_Provided passage:_
The search component allows you to index and search documents. A document
consists of an object. A definition maps the object's properties to fields of a
document, just like the PersistentObject component. The indexing process takes
the document and indexes the fields depending on the data type. The searching
part allows you to search for documents in the index with a rich query
language.
Search handlers provide the link between the abstract query and document
interfaces to the mechanism that actually stores the index, and allows
querying for documents. Not all handlers handle all the different query
words or datatypes in the index, but effort is to put in to make as much
use of the handler's functionality as possible.
Currently the only implemented handler is a handler that talks to Apache's
Solr. This handler can be accessed over TCP/IP as a web service. Solr is a
very capable search provider, with many features.
Using the handler is relatively easy. You basically only have to instantiate
the handler class which then can be passed to the ezcSearchSession
constructor:
- <?php
- require_once 'tutorial_autoload.php';
-
- // on localhost with the default port
- $handler = new ezcSearchSolrHandler;
-
- // on another host with a different port
- $handler = new ezcSearchSolrHandler( '10.0.2.184', 9123 );
- ?>
Solr requires a schema to work. This scheme defines how data types work
and allows for many more customizations. The default schema that comes with
Solr requires a few minor changes to make it work with the Search component.

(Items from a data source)
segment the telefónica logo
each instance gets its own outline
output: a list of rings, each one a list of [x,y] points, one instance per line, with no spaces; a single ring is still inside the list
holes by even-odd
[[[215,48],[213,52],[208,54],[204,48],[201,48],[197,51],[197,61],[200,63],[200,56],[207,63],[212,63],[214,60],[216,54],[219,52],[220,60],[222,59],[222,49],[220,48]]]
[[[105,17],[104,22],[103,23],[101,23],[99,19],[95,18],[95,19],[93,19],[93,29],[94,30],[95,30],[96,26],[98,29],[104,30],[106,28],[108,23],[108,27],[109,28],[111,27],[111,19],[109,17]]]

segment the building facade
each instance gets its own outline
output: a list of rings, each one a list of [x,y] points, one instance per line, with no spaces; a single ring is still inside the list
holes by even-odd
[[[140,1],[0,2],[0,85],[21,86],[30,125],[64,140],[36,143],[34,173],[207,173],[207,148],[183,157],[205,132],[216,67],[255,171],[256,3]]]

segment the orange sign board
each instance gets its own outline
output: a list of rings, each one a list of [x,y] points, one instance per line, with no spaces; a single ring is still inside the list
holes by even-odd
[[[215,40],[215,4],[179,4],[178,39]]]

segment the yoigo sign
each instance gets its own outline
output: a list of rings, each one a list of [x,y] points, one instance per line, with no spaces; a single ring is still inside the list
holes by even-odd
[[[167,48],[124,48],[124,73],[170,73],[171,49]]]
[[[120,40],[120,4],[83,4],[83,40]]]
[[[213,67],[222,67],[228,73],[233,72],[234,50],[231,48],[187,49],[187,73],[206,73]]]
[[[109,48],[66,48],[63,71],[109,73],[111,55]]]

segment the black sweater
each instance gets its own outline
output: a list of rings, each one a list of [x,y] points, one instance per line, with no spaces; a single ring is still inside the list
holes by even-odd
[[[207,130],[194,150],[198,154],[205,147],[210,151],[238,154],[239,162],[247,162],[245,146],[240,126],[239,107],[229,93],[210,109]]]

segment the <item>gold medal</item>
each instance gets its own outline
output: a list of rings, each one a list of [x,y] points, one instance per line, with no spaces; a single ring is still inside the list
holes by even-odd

==

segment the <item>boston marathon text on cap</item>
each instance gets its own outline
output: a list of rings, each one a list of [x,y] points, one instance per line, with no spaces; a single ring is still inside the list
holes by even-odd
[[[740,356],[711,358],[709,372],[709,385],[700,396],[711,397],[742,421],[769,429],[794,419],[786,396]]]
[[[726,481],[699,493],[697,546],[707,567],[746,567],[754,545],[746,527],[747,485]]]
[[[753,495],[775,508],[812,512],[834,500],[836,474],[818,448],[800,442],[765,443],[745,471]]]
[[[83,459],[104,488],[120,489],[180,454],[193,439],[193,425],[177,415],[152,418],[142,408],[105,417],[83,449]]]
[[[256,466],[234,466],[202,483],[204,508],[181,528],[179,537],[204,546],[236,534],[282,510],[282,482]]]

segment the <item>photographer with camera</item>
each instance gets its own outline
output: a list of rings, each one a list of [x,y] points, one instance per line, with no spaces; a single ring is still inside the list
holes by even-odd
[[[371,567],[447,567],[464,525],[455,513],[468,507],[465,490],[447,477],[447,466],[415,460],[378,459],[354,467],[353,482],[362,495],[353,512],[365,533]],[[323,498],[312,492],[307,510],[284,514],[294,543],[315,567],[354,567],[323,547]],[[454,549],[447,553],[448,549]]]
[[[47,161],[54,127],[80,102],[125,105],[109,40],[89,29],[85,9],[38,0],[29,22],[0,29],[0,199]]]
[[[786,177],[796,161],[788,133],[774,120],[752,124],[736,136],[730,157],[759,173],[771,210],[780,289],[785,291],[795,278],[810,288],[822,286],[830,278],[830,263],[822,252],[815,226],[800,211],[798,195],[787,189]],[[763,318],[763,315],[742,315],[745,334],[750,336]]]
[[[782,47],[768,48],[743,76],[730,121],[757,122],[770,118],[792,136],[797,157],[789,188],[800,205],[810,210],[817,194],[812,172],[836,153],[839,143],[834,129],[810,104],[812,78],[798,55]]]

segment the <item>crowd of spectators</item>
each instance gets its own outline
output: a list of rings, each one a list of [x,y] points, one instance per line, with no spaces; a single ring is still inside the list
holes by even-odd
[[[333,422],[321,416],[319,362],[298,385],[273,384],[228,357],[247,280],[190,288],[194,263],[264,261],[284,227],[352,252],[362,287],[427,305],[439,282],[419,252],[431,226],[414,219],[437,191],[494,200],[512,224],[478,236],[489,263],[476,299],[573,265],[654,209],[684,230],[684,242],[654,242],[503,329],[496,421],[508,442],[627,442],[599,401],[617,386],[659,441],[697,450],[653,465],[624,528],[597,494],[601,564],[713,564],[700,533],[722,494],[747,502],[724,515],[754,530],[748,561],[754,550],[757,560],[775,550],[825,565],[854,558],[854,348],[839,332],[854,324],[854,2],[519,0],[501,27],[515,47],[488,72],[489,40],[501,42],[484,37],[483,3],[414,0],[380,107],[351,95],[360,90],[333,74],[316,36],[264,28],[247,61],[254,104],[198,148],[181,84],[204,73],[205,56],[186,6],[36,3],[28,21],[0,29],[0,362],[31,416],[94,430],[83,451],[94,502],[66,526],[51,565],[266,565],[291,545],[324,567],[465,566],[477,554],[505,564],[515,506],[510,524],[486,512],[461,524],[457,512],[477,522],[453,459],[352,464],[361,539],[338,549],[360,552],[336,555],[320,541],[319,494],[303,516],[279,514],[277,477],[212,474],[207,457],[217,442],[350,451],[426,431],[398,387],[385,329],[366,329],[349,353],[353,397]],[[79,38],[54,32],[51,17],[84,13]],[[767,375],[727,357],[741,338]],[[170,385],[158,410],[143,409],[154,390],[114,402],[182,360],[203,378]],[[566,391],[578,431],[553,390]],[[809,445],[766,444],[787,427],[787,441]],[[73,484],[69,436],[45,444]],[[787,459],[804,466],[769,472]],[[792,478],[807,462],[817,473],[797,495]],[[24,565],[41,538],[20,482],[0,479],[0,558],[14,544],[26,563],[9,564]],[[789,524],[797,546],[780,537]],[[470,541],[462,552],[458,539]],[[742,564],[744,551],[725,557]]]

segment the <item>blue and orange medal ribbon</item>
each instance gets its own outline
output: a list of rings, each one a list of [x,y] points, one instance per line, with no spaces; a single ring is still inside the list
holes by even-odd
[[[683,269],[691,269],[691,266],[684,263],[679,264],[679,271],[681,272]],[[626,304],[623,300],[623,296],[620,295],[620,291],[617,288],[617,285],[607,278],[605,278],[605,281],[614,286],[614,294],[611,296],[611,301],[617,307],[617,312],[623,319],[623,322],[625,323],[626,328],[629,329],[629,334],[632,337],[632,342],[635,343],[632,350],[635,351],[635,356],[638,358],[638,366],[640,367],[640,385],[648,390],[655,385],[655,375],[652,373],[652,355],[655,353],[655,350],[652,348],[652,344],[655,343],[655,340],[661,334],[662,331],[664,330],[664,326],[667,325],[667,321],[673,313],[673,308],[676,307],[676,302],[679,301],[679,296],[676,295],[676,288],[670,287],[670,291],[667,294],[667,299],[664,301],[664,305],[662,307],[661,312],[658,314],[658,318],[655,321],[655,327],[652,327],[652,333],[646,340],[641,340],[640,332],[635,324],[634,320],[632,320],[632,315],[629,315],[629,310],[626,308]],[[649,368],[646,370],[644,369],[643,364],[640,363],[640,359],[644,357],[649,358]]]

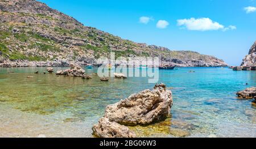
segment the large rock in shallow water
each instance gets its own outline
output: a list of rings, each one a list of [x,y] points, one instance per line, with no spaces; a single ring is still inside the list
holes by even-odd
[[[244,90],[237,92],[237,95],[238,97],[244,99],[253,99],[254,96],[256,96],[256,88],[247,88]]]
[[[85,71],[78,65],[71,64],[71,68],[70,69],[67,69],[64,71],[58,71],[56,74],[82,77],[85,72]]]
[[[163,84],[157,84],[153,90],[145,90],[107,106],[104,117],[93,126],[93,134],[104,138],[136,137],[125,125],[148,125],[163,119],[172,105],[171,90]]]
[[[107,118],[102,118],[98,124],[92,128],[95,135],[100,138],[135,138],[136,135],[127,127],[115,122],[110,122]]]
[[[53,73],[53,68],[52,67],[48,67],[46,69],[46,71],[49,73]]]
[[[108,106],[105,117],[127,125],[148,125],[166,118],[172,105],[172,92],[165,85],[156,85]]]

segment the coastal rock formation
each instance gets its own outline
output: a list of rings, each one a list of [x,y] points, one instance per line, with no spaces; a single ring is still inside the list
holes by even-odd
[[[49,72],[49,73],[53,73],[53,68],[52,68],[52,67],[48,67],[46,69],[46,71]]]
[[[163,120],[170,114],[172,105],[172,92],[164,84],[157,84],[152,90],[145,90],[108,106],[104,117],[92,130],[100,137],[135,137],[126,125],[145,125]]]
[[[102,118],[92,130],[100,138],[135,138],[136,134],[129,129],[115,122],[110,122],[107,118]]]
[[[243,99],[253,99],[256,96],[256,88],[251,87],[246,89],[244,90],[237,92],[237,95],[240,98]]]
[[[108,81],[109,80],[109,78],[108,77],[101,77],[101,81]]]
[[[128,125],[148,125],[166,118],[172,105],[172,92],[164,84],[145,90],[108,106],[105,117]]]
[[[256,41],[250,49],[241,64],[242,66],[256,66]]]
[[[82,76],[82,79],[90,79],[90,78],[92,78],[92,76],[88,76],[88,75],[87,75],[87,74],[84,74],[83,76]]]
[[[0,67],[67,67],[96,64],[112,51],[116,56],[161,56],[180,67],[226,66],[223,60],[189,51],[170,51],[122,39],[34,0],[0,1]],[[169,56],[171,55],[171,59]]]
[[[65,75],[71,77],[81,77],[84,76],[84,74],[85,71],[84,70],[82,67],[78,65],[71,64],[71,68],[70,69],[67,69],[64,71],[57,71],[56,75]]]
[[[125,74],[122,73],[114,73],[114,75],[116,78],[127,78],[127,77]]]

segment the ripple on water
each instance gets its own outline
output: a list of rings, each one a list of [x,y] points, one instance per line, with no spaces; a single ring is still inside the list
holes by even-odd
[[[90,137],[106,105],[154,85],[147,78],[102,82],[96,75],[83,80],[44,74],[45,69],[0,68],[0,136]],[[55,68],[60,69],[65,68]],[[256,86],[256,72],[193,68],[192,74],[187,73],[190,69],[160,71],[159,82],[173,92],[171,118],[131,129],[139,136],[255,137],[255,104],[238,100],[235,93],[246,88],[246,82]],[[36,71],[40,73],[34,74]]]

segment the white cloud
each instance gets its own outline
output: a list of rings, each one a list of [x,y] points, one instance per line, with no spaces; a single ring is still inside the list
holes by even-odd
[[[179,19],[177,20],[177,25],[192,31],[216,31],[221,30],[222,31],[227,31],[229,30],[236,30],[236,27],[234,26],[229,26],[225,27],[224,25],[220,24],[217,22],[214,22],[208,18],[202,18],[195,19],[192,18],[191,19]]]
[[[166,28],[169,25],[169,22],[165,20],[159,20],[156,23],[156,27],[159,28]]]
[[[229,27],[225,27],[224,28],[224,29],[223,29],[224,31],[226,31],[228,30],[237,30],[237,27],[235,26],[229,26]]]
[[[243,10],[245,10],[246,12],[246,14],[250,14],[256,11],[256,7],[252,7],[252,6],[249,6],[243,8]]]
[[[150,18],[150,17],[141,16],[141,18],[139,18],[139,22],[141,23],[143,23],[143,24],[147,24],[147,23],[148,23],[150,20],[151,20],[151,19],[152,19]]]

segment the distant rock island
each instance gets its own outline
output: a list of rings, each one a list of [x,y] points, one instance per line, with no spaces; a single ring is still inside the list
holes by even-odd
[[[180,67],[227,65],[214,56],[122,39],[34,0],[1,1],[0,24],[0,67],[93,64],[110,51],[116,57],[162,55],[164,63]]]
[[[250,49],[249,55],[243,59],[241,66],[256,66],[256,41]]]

_Goals:_
**a.** According to the search component documentation above, what is the only handler implemented so far?
**b.** Write a continuation of the search component documentation, starting right after its last sentence.

_Solved problems:_
**a.** A handler that talks to Apache's Solr.

**b.**
This schema should be used as a basis for the Search component.
A definition manager maps properties of an object to fields in a search
document. As most search handlers support fields with arbitrary names, you
don't actually provide the name of the fields in the search index. Instead,
the mapping configures several things for an object's property.
First of all, every document type needs an ID field. This ID will uniquely
define a document in the search index. There can only be one ID field, and
there has to be one. For each field, you have to define the data type, and
optionally you can configure:
- The importance of that field (boost factor)
- Whether the field should be a part of the resulting document
- Whether the field supports multiple values
- Whether highlighting should be performed for this field on result documents
Definitions can be supplied in two ways. The embedded manager retrieves
the definitions from the document classes directly, whereas the xml manager
uses external XML file to read definitions from.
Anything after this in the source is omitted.